WORK TASK. In the lines below, find the one that contains "Could you point out the spoon" and write it out exactly, along with every line that follows it.

SUPPLIED RECORDS.
☆ ☆ ☆ ☆ ☆

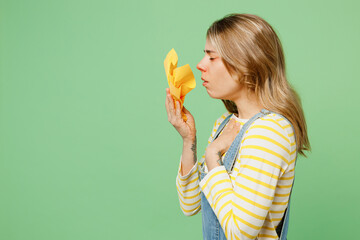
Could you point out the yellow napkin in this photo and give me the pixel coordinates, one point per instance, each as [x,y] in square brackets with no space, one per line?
[181,79]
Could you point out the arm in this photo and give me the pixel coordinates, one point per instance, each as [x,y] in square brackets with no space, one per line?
[187,181]
[243,207]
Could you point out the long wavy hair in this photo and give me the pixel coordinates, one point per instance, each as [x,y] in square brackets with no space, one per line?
[250,48]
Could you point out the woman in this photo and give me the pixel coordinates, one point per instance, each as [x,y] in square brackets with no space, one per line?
[244,180]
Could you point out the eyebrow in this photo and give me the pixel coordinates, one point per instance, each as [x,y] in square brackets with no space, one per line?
[209,51]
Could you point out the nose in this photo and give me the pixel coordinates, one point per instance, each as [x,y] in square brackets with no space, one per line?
[201,66]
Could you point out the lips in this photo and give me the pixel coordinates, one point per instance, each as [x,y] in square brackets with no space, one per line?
[205,82]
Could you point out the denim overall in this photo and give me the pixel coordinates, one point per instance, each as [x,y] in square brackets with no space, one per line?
[212,229]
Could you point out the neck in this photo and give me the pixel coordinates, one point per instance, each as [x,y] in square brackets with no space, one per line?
[247,104]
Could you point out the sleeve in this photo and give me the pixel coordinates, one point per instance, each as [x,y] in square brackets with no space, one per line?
[188,185]
[242,207]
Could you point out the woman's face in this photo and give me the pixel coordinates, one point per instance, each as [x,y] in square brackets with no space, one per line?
[217,80]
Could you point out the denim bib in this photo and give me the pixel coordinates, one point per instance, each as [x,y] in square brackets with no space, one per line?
[211,227]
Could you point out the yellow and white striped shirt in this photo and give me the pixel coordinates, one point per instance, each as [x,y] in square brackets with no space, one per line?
[251,200]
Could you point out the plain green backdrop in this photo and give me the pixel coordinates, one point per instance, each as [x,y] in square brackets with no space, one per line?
[86,150]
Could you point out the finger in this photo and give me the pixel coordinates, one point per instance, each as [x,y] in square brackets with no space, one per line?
[167,106]
[178,110]
[171,105]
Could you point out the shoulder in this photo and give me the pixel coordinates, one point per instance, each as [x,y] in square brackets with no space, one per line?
[273,124]
[222,118]
[273,132]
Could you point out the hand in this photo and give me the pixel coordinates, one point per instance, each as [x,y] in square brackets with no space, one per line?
[222,143]
[186,129]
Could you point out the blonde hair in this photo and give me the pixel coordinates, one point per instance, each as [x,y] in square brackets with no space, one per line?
[250,48]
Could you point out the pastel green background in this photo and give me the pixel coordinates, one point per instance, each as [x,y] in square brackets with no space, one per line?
[86,150]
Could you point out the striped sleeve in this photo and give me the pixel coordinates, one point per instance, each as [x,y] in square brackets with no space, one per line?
[188,185]
[243,205]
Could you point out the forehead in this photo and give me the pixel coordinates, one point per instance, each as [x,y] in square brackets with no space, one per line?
[209,48]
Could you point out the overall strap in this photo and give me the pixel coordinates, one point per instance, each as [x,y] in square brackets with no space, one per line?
[222,125]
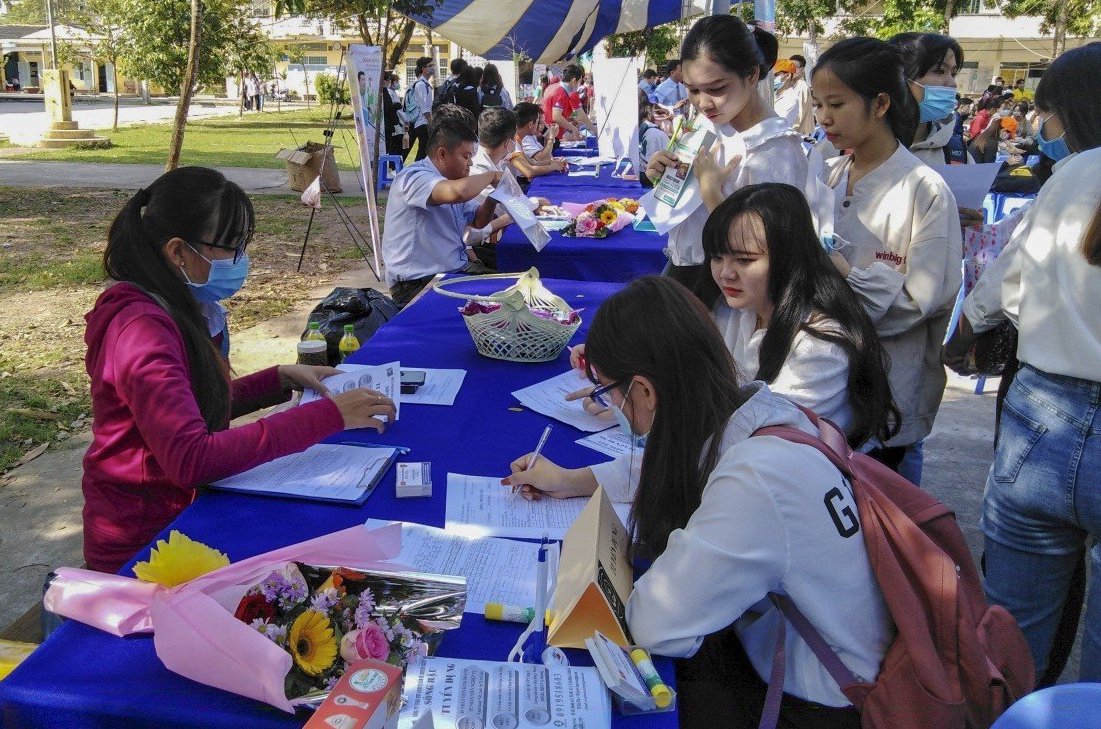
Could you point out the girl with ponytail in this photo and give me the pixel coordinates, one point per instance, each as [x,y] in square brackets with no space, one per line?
[897,238]
[722,62]
[162,394]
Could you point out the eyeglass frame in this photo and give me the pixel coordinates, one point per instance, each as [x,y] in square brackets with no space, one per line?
[598,393]
[238,250]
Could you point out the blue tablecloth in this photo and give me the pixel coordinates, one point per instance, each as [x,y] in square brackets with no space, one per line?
[621,257]
[84,677]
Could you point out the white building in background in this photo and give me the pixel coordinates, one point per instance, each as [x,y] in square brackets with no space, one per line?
[992,44]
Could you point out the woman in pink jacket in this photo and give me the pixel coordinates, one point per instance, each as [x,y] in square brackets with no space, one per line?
[162,394]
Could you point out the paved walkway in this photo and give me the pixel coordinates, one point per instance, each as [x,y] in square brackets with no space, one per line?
[37,173]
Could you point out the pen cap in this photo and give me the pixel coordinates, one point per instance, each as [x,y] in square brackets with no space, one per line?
[657,688]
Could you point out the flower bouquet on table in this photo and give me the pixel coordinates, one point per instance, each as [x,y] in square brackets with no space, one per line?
[600,218]
[281,627]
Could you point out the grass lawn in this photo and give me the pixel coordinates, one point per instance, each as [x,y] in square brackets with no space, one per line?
[249,141]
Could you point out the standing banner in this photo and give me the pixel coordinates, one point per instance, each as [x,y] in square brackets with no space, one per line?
[364,76]
[616,87]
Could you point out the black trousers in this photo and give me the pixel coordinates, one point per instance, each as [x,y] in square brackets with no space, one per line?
[719,687]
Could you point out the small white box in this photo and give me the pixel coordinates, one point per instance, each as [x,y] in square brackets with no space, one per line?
[414,479]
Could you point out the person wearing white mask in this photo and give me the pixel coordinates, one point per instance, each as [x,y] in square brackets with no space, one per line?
[931,62]
[726,519]
[1042,506]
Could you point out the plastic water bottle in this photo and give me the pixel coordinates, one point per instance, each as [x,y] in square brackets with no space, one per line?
[349,341]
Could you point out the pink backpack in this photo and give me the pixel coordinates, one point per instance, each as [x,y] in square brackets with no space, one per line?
[956,661]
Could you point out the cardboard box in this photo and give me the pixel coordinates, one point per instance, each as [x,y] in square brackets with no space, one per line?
[304,164]
[368,696]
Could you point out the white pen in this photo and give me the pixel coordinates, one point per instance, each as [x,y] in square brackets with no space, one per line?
[535,454]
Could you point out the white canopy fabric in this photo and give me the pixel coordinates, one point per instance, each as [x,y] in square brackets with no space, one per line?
[546,31]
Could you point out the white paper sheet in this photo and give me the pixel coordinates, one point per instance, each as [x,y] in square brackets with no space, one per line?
[509,194]
[380,378]
[479,506]
[322,471]
[548,398]
[460,693]
[497,570]
[439,388]
[611,443]
[969,182]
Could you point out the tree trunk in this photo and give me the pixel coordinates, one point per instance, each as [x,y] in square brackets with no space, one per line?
[115,76]
[185,88]
[1060,30]
[305,80]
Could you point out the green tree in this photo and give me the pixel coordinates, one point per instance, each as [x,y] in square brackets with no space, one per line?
[1081,18]
[655,43]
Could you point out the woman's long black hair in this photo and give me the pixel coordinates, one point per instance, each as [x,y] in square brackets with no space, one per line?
[804,286]
[1069,88]
[871,67]
[657,329]
[199,206]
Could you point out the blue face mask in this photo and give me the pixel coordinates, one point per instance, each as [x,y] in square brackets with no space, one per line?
[624,424]
[225,279]
[1054,149]
[938,102]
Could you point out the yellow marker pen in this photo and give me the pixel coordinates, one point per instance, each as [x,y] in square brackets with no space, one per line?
[657,688]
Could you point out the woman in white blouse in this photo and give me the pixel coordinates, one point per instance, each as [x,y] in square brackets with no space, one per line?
[1043,500]
[788,317]
[896,229]
[722,61]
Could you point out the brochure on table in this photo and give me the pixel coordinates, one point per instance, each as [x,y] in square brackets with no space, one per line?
[322,472]
[497,570]
[462,694]
[479,506]
[595,579]
[381,378]
[548,398]
[509,194]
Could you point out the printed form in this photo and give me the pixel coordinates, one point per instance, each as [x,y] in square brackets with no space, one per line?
[497,570]
[479,506]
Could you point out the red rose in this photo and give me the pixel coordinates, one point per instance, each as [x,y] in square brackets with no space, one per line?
[253,607]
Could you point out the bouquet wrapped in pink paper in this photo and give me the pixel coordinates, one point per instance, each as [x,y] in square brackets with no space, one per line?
[599,218]
[280,627]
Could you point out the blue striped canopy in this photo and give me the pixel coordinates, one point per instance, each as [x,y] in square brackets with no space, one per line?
[545,31]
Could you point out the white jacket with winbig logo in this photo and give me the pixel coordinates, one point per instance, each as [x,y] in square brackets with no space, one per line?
[905,248]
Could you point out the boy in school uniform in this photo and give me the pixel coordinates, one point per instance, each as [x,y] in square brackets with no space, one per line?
[432,203]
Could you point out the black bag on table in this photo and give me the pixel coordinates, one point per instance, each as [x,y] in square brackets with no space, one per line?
[364,308]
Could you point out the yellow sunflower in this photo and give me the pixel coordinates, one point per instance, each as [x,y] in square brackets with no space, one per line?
[177,561]
[312,642]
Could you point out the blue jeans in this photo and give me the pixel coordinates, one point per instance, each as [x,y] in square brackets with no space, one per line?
[1042,504]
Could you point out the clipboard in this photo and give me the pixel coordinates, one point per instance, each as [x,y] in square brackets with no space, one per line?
[595,578]
[334,472]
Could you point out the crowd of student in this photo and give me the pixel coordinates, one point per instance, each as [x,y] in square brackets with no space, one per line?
[758,315]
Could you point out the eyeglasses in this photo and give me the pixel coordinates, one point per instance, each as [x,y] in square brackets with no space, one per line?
[238,250]
[599,392]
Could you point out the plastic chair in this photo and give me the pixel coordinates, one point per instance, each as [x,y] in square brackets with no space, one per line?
[1057,707]
[389,166]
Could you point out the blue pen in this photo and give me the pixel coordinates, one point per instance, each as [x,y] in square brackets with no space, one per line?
[360,444]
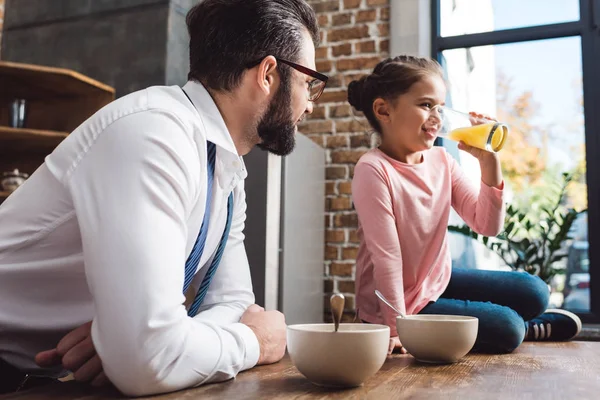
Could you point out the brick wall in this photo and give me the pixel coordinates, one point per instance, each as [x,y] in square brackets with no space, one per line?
[355,37]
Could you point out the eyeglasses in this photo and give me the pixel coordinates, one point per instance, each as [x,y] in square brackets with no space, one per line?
[315,87]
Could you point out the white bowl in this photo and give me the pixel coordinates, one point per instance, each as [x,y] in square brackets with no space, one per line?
[345,358]
[437,338]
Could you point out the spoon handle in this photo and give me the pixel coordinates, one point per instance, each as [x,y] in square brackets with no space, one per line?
[382,298]
[337,308]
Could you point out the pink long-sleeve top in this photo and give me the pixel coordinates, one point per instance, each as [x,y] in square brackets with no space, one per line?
[403,211]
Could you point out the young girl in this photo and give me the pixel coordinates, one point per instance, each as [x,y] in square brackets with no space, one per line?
[403,192]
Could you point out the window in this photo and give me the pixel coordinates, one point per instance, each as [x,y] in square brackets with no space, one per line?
[531,64]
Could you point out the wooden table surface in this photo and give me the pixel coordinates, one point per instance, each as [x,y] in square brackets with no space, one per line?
[534,371]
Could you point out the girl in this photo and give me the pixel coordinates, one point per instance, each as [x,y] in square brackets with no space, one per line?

☆ ☆ ☆ ☆ ☆

RESPONSE BELOW.
Could you point out the spoon handle in this photo and give me the pixel coordinates, one point per instance, each as [x,y] in square brackets with no space, one per line?
[382,298]
[337,308]
Could you point out the pink long-sleeve top in this photo and give me the pixel coordinates, one point per instance, each as [x,y] in square brackets with no space, one per line?
[403,211]
Could you point out the young girl in this photo and give me the pixel coordinates, one point per instance, each as [x,y] in square brackets with no space, one per line?
[403,192]
Could you point out the window in this photo and give me the pixel coordinates, one point per instance, each as [x,y] in square brackets with no space, one per line?
[531,64]
Could you point out the wooden table surface in this photo and give me the pixel coordinates, one point per instance, each as [x,y] in square brackets with no space, one per line?
[534,371]
Could you point out the girl in this photo and give me the pixel coordinates, one point per instance, each as [x,y] in square brackets with no space, one per line?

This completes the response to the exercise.